Given data:
* Start *

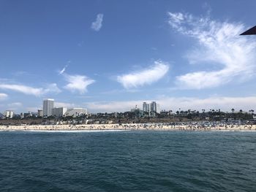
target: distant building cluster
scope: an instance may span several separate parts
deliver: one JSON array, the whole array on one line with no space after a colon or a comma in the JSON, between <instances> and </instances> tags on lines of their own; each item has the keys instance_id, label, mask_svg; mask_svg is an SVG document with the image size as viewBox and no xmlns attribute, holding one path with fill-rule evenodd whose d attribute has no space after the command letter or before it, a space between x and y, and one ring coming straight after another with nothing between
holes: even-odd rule
<instances>
[{"instance_id":1,"label":"distant building cluster","mask_svg":"<svg viewBox=\"0 0 256 192\"><path fill-rule=\"evenodd\" d=\"M42 110L38 110L37 112L21 112L20 115L15 114L13 110L6 110L3 114L0 113L1 118L11 119L14 118L26 118L31 117L67 117L71 116L73 118L79 117L83 115L87 115L87 110L83 108L71 108L67 107L55 107L54 99L45 99L42 101Z\"/></svg>"},{"instance_id":2,"label":"distant building cluster","mask_svg":"<svg viewBox=\"0 0 256 192\"><path fill-rule=\"evenodd\" d=\"M72 116L76 118L82 115L87 115L87 110L83 108L54 107L54 99L45 99L42 101L43 117L64 117Z\"/></svg>"},{"instance_id":3,"label":"distant building cluster","mask_svg":"<svg viewBox=\"0 0 256 192\"><path fill-rule=\"evenodd\" d=\"M151 112L160 113L160 107L159 104L157 104L156 101L152 101L150 104L143 102L143 111L148 112L148 114Z\"/></svg>"},{"instance_id":4,"label":"distant building cluster","mask_svg":"<svg viewBox=\"0 0 256 192\"><path fill-rule=\"evenodd\" d=\"M135 108L131 110L131 112L135 113L137 117L154 117L157 114L160 113L160 106L156 101L151 103L143 102L142 106L143 110L140 110L135 106Z\"/></svg>"}]
</instances>

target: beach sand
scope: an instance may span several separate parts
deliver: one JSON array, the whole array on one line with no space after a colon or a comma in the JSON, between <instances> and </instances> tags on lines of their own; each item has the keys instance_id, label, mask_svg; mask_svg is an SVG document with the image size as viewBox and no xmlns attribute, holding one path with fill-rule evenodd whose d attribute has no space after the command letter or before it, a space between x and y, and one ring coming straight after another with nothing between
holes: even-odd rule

* End *

Exercise objective: Rewrite all the rows above, replacing "target" with "category" and leaving everything else unchanged. Omit the pictures.

Reply to the task:
category: distant building cluster
scope: an instance may span several separate parts
deliver: one JSON array, the whole array on one line with no space after a colon or a comma in the JSON, between <instances> and </instances> tags on lines of their own; each item has the keys instance_id, label, mask_svg; mask_svg is an SVG document with the image size as viewBox and no xmlns attribute, holding one path with fill-rule evenodd whose d attribute has no space after the command letter or before it, a space between x and y, and one ring coming straight after another with nothing between
holes: even-odd rule
<instances>
[{"instance_id":1,"label":"distant building cluster","mask_svg":"<svg viewBox=\"0 0 256 192\"><path fill-rule=\"evenodd\" d=\"M42 110L38 110L37 112L21 112L20 115L15 114L13 110L6 110L3 114L0 113L1 118L11 119L14 118L26 118L31 117L67 117L71 116L73 118L79 117L83 115L87 115L87 110L83 108L71 108L67 107L55 107L54 99L45 99L42 101Z\"/></svg>"},{"instance_id":2,"label":"distant building cluster","mask_svg":"<svg viewBox=\"0 0 256 192\"><path fill-rule=\"evenodd\" d=\"M72 116L76 118L82 115L87 115L87 110L83 108L54 107L54 99L45 99L42 101L43 117L64 117Z\"/></svg>"},{"instance_id":3,"label":"distant building cluster","mask_svg":"<svg viewBox=\"0 0 256 192\"><path fill-rule=\"evenodd\" d=\"M151 112L160 113L160 107L159 104L157 104L156 101L152 101L150 104L143 102L143 111L148 112L148 114Z\"/></svg>"},{"instance_id":4,"label":"distant building cluster","mask_svg":"<svg viewBox=\"0 0 256 192\"><path fill-rule=\"evenodd\" d=\"M135 108L131 110L131 112L135 113L137 117L154 117L157 114L160 113L160 106L156 101L151 103L143 102L142 106L143 110L140 110L135 106Z\"/></svg>"}]
</instances>

category: beach sand
scope: an instance may span several separate parts
deliver: one JSON array, the whole array on one line with no space after a colon or a comma in the JSON, between <instances> and </instances> tags on lines of their own; each item has the keys instance_id, label, mask_svg; mask_svg is an SVG document with the image size as viewBox and no xmlns attribute, holding one path with fill-rule evenodd whose d attribute has no space after the command letter or before it, a space between x and y, and one ring coming straight after another with nothing between
holes: even-odd rule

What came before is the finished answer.